WHAT THE EXERCISE ASKS. Please reproduce the listing below word for word, starting at the line that contains "For every instance of the flag" and continuing through the last line of the listing, with both of those lines included.

__________________________________________________

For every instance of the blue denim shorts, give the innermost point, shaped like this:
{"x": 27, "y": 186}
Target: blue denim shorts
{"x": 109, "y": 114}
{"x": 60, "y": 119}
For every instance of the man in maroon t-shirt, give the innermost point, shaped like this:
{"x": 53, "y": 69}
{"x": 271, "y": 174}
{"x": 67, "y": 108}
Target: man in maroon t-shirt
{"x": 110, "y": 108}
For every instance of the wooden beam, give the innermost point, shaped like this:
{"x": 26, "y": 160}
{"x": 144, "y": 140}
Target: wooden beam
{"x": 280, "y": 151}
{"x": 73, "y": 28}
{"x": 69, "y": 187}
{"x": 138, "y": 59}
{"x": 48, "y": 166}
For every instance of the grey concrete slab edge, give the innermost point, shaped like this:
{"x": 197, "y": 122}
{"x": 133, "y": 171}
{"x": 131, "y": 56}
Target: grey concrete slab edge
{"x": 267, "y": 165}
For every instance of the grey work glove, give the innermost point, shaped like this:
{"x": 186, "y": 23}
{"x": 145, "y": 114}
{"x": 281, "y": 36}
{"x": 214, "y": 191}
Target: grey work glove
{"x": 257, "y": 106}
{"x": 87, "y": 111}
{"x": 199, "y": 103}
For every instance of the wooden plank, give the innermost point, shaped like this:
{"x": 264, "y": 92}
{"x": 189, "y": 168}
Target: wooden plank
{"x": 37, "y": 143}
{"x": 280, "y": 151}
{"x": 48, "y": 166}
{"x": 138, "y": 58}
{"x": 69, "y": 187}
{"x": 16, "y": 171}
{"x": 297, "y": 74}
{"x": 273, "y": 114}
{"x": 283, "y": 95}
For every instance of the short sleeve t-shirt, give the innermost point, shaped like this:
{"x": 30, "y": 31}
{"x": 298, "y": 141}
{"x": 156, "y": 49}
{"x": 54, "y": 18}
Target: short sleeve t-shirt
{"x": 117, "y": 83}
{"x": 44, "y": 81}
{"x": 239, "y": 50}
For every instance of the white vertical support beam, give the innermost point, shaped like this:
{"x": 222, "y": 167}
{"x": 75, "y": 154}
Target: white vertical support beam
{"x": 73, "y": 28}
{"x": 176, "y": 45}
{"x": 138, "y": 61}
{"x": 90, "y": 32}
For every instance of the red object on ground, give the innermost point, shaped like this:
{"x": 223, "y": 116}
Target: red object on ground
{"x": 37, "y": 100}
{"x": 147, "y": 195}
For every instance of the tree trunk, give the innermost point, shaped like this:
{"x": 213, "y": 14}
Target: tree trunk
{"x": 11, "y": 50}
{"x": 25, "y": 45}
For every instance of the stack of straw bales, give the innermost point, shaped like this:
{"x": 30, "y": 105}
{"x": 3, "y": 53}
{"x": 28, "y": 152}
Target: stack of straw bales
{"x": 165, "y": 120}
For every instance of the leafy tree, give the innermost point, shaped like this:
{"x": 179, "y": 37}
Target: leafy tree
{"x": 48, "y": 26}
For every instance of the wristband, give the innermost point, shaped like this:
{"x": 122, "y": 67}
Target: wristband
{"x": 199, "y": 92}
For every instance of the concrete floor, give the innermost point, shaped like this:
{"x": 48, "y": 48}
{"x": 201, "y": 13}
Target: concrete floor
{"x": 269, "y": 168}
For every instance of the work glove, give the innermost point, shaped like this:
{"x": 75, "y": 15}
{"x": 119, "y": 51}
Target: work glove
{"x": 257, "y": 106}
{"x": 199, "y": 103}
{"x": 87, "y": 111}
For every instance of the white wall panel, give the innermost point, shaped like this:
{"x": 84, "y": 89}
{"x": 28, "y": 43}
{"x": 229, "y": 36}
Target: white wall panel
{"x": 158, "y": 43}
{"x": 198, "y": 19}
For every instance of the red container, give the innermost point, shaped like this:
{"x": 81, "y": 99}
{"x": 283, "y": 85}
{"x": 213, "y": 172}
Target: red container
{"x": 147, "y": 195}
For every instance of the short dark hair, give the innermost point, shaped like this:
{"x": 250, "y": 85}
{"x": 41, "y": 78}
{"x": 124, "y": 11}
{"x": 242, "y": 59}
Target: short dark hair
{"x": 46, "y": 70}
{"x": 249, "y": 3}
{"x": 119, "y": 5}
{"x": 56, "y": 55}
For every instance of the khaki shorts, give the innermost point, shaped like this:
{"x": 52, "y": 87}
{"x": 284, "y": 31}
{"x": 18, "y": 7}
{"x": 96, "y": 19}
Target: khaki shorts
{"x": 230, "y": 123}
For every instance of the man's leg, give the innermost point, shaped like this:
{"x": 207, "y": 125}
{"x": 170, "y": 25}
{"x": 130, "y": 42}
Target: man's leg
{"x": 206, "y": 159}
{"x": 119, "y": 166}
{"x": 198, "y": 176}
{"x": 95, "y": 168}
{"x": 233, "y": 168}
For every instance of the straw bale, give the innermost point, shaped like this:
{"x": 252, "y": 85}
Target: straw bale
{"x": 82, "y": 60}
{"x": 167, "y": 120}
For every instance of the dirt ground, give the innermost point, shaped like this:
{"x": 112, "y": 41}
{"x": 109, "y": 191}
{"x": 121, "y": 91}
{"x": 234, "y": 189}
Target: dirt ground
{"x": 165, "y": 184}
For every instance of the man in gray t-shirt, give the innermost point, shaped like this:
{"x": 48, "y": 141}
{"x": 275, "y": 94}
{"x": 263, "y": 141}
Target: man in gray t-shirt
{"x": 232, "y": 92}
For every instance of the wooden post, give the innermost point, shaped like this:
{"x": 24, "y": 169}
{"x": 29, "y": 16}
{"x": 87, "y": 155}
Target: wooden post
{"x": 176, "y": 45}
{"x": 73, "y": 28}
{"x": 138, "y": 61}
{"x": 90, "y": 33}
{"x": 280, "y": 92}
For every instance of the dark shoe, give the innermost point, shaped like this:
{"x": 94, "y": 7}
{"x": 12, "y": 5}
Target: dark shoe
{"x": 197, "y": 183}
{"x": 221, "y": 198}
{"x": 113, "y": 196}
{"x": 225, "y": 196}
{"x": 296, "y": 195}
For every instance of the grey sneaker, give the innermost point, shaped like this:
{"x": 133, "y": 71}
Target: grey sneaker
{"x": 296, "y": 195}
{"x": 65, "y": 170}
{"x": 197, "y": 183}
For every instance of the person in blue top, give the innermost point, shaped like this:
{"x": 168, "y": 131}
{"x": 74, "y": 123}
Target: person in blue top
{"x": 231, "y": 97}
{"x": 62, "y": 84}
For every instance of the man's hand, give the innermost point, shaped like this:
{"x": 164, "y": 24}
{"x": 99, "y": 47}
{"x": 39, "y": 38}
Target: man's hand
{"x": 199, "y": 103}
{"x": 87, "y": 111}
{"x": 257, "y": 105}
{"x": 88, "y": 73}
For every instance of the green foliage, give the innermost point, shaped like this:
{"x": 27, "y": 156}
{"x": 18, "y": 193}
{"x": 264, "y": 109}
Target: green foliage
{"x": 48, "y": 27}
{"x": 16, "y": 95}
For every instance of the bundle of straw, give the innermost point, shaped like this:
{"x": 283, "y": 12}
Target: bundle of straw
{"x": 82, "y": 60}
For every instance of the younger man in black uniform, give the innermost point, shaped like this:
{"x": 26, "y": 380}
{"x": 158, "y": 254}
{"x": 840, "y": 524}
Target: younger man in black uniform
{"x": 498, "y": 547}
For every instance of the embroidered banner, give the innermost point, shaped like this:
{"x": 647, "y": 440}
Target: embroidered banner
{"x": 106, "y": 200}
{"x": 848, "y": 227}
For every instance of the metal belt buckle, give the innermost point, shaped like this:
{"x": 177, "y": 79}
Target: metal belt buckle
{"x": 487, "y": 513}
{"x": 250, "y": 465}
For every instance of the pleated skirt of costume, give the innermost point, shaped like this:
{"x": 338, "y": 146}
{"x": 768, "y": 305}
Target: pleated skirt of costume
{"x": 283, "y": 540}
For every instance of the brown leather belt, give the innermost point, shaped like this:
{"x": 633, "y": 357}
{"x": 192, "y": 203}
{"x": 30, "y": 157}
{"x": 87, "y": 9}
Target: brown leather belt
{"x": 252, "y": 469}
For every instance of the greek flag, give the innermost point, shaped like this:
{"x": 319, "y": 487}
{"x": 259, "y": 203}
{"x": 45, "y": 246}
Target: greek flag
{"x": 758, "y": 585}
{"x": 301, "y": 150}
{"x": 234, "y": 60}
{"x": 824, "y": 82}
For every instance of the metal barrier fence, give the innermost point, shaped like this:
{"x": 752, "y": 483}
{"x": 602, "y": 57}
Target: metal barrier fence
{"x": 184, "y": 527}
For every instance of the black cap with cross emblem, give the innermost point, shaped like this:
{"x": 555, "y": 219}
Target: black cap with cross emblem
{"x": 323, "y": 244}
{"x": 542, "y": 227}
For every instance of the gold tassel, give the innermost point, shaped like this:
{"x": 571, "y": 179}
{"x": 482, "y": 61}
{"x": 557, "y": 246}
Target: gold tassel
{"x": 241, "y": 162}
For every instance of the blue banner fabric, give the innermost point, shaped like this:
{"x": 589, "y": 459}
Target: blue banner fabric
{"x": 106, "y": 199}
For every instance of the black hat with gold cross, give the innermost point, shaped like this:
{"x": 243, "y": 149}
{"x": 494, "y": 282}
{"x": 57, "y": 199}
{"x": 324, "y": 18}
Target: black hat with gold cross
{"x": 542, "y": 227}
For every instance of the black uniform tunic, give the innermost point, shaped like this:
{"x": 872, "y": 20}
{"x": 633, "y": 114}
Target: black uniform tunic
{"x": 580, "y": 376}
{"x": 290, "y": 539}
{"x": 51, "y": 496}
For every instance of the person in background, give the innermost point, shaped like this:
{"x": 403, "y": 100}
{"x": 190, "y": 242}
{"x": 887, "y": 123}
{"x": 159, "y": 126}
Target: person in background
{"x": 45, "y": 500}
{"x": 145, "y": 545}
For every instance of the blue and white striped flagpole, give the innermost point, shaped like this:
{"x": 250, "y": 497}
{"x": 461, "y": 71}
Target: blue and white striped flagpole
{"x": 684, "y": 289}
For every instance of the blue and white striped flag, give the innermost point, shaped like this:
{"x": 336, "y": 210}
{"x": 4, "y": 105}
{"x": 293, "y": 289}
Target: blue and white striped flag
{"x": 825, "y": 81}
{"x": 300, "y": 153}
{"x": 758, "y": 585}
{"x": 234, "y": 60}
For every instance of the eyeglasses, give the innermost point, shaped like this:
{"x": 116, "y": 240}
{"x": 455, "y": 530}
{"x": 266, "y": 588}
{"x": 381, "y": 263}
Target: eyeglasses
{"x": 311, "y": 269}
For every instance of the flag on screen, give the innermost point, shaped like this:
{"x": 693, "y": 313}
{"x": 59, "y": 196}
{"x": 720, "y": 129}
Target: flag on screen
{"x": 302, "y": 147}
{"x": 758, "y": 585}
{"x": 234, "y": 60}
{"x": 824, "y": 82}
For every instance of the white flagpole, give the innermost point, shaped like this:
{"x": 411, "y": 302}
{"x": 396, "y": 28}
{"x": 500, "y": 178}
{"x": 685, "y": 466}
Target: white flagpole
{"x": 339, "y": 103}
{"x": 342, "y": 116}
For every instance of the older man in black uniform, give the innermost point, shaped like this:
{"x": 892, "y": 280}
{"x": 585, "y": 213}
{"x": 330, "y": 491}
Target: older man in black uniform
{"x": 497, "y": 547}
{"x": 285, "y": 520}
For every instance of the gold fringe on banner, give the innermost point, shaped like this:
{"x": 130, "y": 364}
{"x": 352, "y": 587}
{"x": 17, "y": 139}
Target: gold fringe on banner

__________________________________________________

ANSWER TO THIS PROBLEM.
For every instance of the flag on screen, give the innermost point, shaped like this:
{"x": 693, "y": 313}
{"x": 59, "y": 196}
{"x": 720, "y": 129}
Target: flag on screen
{"x": 302, "y": 147}
{"x": 758, "y": 585}
{"x": 234, "y": 60}
{"x": 824, "y": 82}
For every instance of the white flagpole, give the innermost point, shaped like this:
{"x": 411, "y": 302}
{"x": 396, "y": 28}
{"x": 500, "y": 178}
{"x": 685, "y": 466}
Target: white flagpole
{"x": 339, "y": 103}
{"x": 342, "y": 116}
For every instance of the older man in black uniform, give the innermost point, shaped like this:
{"x": 892, "y": 280}
{"x": 585, "y": 213}
{"x": 330, "y": 491}
Target: older man in black uniform
{"x": 497, "y": 547}
{"x": 285, "y": 520}
For every instance of the gold fringe on banner, give the innermost point, shaped like this:
{"x": 130, "y": 364}
{"x": 352, "y": 587}
{"x": 17, "y": 139}
Target: gold fringe on banner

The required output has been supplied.